• **OPDRACHT 1**
Welke journalist toonde volgens de brontekst aan dat beleidsambtenaren uitkomsten van onderzoeken hebben beïnvloed?
• **OPDRACHT 2**
Som alle regels uit de lijst op waarin het woord "number" voorkomt.

══ BRONTEKST

Samengevat, als er niet maximaal wordt ingezet op een commissie die breed het vertrouwen heeft van de slachtoffers is dit onderzoek een verspilling van tijd, geld en menskracht. Volledige onafhankelijkheid van justitie/politie enerzijds en vertrouwen anderszijds zijn de sleutelwoorden. Hiermee staat of valt het hele onderzoek.

Dit betekent dat de minister van Justitie en Veiligheid voor de bijzondere taak staat om een opdracht tot onafhankelijk onderzoek uit te zetten, waarbij zijn eigen departement, justitie en aan justitie gelieerde organisaties geen enkele invloed mag kunnen hebben. Dat is de eerste reden waarom het WODC, dat immers rechtstreeks onder het ministerie van Justitie en Veiligheid valt, absoluut ongeschikt is voor een rol – welke dan ook –  in het tot stand komen van een onafhankelijk onderzoek. Immers, sommige slachtoffers hebben meegemaakt dat eerdere aangiftes zijn gelekt naar hun geweldsplegers of om vreemde redenen vast liepen. Anderen zijn ervan overtuigd dat zij bepaalde hooggeplaatsten, ook van politie en justitie, als dader hebben ontmoet in de context van seksueel of ritueel misbruik. Dit maakt het praten met een commissie die – al is het via via – lijnen met Justitie heeft, voor hen een onhaalbare zaak. Terwijl juist ook deze slachtoffers gehoord moeten worden. Sommigen van ons kennen meerdere slachtoffers die belangrijke informatie hebben rond ritueel misbruik, die onder deze condities zeker niet zullen deelnemen. Iets wat u ook niet wenst. Een tweede reden waarom de WODC niet geschikt is voor deze taak, is vanwege de WODC-affaire die nog vers in het geheugen ligt. Gebleken is dat beleidsambtenaren de afgelopen jaren uitkomsten van onderzoeken hebben beïnvloed, zoals journalist Bas Haan aantoonde en door onderzoekscommissies werd bevestigd. Iets wat exact datgene is waarvoor gevreesd wordt bij dit onderzoek.

════
══ TE GEBRUIKEN GEGEVENS

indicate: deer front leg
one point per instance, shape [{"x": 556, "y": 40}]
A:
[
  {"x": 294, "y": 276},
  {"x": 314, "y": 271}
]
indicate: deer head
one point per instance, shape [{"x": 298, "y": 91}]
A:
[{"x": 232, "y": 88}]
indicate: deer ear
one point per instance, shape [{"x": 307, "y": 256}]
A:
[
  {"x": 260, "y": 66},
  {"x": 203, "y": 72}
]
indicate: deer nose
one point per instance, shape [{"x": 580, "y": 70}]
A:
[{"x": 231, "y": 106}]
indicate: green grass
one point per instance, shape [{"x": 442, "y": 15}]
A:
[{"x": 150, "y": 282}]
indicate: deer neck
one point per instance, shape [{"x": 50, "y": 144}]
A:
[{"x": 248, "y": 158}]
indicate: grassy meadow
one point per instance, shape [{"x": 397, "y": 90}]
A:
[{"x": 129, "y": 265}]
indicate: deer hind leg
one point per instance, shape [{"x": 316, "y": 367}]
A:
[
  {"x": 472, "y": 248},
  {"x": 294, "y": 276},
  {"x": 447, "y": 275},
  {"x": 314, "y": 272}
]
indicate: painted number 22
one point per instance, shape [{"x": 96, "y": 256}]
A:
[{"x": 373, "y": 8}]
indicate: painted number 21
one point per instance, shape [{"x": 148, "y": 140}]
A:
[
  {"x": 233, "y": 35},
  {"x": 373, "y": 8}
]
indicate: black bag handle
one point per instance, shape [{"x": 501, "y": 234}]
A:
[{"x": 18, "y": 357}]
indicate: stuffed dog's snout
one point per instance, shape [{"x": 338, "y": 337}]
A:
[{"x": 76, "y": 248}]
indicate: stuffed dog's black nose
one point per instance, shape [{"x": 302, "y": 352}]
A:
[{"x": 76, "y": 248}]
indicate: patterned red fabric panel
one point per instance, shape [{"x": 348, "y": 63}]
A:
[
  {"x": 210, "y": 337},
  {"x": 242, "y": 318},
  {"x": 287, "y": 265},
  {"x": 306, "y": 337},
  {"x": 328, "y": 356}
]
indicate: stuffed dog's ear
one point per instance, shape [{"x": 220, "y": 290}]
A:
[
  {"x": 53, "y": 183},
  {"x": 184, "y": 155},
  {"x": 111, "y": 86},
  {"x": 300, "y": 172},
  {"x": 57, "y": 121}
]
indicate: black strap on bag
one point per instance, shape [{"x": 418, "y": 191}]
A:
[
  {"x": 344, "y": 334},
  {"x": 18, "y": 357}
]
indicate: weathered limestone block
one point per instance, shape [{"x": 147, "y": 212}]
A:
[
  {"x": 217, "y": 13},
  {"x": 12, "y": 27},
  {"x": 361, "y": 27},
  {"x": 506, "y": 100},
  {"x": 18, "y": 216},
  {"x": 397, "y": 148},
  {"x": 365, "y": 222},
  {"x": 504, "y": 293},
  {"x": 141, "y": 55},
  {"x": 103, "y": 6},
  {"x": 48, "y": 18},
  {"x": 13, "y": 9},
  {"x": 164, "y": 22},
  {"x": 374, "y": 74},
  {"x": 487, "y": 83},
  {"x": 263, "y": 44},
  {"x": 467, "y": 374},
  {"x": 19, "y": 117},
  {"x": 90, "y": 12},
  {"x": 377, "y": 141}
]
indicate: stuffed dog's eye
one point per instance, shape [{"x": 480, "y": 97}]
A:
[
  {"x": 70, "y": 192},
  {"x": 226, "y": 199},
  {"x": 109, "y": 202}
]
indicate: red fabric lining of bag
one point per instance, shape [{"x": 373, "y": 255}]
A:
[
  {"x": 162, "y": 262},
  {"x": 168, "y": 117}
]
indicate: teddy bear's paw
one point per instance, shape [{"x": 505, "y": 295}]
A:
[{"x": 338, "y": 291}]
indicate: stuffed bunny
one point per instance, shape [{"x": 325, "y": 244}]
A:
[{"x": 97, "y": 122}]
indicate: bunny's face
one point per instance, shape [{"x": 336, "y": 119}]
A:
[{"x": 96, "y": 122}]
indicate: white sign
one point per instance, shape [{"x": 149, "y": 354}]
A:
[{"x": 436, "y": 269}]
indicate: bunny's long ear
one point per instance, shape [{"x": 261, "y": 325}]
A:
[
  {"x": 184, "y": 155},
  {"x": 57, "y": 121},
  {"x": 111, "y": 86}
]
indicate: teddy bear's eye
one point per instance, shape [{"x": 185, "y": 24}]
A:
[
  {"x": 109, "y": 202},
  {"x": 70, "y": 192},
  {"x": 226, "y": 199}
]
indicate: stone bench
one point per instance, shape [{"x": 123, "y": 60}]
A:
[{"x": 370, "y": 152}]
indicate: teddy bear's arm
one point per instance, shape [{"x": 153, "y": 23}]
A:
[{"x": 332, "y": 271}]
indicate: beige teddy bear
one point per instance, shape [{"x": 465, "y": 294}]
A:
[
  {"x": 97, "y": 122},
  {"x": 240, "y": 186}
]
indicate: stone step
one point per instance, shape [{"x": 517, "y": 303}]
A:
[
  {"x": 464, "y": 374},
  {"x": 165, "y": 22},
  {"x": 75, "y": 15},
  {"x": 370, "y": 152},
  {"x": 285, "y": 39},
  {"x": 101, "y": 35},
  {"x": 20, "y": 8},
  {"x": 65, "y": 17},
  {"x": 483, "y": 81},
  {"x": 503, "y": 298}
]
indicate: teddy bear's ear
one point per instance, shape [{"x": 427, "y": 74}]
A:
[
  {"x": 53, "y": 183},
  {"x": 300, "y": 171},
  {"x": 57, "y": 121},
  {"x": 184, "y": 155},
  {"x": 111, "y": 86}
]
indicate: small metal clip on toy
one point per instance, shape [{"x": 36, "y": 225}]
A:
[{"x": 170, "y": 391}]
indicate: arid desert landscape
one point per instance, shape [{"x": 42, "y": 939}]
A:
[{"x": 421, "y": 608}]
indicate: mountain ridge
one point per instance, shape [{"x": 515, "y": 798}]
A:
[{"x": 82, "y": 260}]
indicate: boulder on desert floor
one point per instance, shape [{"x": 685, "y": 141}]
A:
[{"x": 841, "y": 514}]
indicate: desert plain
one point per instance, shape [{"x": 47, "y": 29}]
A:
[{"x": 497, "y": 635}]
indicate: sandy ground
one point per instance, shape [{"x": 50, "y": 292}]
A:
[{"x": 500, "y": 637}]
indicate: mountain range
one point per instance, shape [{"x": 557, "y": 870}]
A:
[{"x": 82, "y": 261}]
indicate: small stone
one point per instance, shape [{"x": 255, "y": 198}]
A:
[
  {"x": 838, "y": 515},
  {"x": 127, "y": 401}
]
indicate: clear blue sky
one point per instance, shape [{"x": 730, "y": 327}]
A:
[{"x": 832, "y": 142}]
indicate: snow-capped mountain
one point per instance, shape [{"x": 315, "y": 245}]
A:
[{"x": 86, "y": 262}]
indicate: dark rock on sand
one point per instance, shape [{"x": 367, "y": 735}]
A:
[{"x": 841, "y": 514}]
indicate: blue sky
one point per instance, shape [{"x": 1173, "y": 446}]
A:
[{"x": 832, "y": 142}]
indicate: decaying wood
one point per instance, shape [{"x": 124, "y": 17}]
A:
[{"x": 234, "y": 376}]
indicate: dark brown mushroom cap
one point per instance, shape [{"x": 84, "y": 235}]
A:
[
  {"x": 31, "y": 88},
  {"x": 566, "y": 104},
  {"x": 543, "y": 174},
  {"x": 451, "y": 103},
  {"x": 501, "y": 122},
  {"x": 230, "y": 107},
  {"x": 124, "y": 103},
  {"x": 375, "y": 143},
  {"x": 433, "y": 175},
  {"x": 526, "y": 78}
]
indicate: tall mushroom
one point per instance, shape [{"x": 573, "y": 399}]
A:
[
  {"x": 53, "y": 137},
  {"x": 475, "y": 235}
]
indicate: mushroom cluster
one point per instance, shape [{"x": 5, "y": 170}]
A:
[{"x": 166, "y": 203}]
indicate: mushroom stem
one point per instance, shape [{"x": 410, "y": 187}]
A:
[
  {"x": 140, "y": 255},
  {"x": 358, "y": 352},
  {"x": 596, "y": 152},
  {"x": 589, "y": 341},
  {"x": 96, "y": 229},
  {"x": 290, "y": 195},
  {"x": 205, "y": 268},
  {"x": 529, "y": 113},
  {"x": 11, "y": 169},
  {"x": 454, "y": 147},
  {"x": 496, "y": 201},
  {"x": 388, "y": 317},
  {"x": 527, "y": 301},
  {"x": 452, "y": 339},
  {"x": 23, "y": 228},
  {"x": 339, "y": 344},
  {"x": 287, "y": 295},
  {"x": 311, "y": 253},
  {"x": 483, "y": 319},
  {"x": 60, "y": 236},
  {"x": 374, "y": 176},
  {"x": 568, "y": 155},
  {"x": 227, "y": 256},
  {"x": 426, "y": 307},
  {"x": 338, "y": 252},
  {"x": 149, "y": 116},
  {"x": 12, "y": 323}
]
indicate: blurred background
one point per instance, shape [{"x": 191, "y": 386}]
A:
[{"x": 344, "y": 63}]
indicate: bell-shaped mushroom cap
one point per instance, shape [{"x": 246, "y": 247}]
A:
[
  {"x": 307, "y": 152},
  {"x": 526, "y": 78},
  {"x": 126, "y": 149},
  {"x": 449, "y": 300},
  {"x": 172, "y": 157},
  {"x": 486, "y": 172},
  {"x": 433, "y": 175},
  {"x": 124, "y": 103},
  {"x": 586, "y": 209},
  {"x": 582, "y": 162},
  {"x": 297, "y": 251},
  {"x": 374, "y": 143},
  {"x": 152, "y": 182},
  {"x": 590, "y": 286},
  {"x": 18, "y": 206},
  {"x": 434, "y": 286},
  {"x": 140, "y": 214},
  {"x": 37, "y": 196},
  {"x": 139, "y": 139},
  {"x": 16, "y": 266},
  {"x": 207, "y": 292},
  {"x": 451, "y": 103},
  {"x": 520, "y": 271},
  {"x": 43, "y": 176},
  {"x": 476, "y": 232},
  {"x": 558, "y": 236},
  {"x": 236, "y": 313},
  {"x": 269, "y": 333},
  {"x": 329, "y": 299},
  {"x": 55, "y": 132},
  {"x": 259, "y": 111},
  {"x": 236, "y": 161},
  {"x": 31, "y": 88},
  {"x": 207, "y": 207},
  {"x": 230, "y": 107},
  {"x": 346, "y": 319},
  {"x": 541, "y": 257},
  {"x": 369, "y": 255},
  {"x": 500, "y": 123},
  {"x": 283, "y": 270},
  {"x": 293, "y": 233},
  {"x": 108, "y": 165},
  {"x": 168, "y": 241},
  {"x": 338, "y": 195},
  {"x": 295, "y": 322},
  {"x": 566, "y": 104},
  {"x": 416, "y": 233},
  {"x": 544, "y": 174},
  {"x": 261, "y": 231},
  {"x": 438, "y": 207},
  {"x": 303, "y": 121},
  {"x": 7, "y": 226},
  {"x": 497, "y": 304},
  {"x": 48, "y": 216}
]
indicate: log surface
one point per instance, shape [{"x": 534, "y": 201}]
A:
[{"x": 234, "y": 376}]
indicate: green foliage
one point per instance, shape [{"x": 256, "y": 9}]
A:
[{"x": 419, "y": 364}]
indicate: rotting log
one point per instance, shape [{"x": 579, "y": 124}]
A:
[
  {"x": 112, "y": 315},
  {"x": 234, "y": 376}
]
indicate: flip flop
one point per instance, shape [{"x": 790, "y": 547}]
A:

════

• **JUISTE ANTWOORD 1**
Bas Haan.

• **JUISTE ANTWOORD 2**
indicate: painted number 22
indicate: painted number 21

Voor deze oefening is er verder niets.